Required work => Word for word, restate the records that come after this.
:: Provided entries
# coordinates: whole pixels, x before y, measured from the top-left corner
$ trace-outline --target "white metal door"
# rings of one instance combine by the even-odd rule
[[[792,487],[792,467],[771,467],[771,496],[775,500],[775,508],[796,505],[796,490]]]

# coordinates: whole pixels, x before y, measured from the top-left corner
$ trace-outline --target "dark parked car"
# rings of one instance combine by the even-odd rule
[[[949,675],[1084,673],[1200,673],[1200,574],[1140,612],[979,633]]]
::::
Result of the exercise =>
# coordinates: whole pixels, x before y, measured from the top-left corner
$ trace-outline --target "white metal door"
# rings of one instance combine by the even-odd rule
[[[792,487],[792,467],[771,467],[771,496],[775,500],[775,508],[796,505],[796,490]]]

# coordinates: whole pixels, x before y, measured from the top-left corner
$ trace-outline --target "dark parked car"
# rings of one instance combine by the even-odd rule
[[[949,675],[1084,673],[1200,673],[1200,574],[1140,612],[979,633]]]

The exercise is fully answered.